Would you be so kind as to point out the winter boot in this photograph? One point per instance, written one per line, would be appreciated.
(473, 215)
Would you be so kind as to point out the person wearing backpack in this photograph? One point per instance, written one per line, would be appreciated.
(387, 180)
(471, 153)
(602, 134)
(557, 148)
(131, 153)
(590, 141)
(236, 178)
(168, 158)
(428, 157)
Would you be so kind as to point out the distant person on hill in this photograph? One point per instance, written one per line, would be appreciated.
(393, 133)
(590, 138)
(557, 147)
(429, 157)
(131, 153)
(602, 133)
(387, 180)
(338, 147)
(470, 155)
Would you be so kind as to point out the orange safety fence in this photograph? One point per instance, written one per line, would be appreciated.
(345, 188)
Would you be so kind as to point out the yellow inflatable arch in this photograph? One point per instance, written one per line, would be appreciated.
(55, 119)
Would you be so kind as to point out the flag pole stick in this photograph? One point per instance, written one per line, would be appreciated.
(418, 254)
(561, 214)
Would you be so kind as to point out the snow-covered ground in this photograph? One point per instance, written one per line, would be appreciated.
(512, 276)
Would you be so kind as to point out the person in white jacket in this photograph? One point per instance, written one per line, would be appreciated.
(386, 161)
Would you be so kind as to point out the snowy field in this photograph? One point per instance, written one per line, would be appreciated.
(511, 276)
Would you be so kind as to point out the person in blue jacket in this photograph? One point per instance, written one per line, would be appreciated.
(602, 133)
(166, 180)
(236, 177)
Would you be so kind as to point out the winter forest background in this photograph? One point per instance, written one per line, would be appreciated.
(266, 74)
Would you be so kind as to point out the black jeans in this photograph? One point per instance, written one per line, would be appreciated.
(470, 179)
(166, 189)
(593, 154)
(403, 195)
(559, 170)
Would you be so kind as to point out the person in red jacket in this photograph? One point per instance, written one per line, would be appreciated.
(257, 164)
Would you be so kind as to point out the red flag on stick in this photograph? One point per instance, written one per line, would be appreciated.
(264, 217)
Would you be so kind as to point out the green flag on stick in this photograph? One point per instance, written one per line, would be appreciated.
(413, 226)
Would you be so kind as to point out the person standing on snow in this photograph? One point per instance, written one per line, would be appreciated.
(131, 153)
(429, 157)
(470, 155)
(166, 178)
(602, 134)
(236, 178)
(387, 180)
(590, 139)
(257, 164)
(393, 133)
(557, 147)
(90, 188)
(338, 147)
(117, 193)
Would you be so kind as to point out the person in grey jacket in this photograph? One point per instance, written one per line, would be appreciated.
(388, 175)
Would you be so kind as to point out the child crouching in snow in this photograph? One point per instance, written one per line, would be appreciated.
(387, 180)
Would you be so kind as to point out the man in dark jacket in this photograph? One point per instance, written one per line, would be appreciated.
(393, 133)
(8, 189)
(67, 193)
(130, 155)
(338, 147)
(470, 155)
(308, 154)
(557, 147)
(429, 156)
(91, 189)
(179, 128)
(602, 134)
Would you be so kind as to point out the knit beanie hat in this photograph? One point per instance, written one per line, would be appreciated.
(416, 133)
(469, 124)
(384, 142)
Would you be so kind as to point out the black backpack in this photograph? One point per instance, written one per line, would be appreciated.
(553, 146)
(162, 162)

## Exercise
What is needed is a faithful transcription of every entry.

## Task result
Would you be so kind as to point out the winter boot in this photograph? One point per instance, written one per line, would be appreciated.
(473, 215)
Would you be so kind as to point out the person wearing backpack in this photograph? One point per instance, written one per line, would be appreciated.
(387, 180)
(471, 153)
(602, 134)
(557, 148)
(131, 153)
(590, 141)
(236, 178)
(168, 158)
(428, 157)
Would you be so kind as to point out the distant person on hill in this photograph? One point per instance, written one per line, would be appreciated.
(393, 133)
(590, 138)
(557, 147)
(429, 157)
(131, 153)
(602, 133)
(387, 180)
(338, 147)
(470, 155)
Would you be so kind as to point out the orange safety fence in this photograph? One point per instance, written one per line, would be appreciated.
(345, 188)
Would you be so kind as to point out the yellow inflatable arch in this photograph? One point per instance, written one per line, would be appreciated.
(55, 119)
Would you be so kind as to point out the flag pole stick in this photograph? One point per instance, written one per line, would be appreciated.
(418, 254)
(561, 214)
Would you be so kind as to point out the snow-covered ground in this photograph? One point per instance, written one per line, would be appreciated.
(512, 276)
Would you be so kind as to point out the person in white jacket in this photograph? One point per instance, written one per line, would be appreciated.
(386, 161)
Would you be so kind as to point out the snowy field in this photograph? One point per instance, written one per line, would be appreciated.
(511, 276)
Would you be so kind as to point out the person in blue jacket in this photograph? One point per instance, written one per line, would be appreciated.
(602, 133)
(166, 180)
(236, 177)
Would you be so kind as to point out the winter forest background in this photograph? One point per instance, written one per line, would be appreciated.
(266, 74)
Would you be so kind as to point out the black jeans in this photograph? One point per instance, written one per line, would be appreciated.
(470, 179)
(166, 189)
(593, 154)
(403, 195)
(559, 170)
Would you be so kind as to point out the person in red jacket in this photograph? One point per instance, written one per line, would be appreciated.
(257, 164)
Would you be so kind as to point out the red flag on stick in this photograph? One point per instance, written one per line, would be appreciated.
(264, 217)
Would you be so kind as to point out the green flag on stick in this photograph? One point per instance, written one per line, would be appreciated.
(413, 226)
Would you be so kind as to point out the person standing on snow in this photograph? One point per instance, written one per line, would be appreciated.
(131, 153)
(429, 157)
(470, 155)
(166, 178)
(602, 134)
(236, 178)
(387, 180)
(590, 139)
(257, 164)
(393, 133)
(557, 147)
(90, 188)
(338, 147)
(117, 193)
Would you be so kind as to point out the person in grey jacket in this photograph? One point per instance, written one per line, would be appreciated.
(388, 175)
Would you be so kind as to point out the child crouching in snow in this photograph? One point per instance, written one per line, would be appreciated.
(387, 180)
Would you be so kind as to point out the man in dark jacket in this photograph? One point per instance, written one per line, would be appreciated.
(393, 133)
(8, 189)
(67, 193)
(130, 155)
(338, 147)
(470, 155)
(308, 154)
(557, 147)
(429, 156)
(91, 189)
(179, 128)
(602, 134)
Would you be so kind as to point out the knit beanie hat in this photograph? One point per instance, written one per line, would be appreciated.
(416, 133)
(469, 124)
(384, 142)
Would you be so kind as to point out the black backpack in this photograph? One point per instance, written one per line, would be appreciated.
(553, 146)
(162, 162)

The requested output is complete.